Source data
## Begin

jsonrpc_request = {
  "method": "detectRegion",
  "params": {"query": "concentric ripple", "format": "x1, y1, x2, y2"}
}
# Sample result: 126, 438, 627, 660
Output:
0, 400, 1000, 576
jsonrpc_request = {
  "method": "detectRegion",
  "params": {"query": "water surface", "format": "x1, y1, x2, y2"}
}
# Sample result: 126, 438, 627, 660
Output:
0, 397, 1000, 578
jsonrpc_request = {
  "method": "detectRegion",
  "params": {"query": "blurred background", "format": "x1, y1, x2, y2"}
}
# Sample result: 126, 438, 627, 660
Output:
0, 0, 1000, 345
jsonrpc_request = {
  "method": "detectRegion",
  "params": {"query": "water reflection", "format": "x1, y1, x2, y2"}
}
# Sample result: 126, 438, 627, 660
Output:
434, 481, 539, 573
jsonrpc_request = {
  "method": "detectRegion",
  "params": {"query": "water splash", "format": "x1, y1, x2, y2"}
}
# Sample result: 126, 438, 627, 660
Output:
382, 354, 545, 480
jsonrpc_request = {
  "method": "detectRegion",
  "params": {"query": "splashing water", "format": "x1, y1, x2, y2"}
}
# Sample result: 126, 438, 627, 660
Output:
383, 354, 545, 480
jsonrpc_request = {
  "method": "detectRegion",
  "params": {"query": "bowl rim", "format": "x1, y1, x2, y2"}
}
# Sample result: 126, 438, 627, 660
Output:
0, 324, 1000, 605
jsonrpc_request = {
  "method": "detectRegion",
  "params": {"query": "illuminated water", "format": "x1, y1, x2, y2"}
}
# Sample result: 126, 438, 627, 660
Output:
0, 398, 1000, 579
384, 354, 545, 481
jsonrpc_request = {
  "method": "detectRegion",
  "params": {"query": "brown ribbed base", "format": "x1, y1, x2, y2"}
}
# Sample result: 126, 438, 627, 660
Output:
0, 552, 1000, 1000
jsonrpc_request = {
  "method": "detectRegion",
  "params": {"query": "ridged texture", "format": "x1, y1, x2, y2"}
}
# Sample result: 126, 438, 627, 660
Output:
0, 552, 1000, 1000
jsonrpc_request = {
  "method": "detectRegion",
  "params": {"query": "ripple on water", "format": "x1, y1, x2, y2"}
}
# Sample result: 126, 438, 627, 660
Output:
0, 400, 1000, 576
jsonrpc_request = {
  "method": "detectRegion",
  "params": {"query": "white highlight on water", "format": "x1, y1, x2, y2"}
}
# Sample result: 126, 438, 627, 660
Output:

## End

# Written instruction:
Count the lines in the items above that contain the string "query". Reply with the number alone.

# Result of the exercise:
12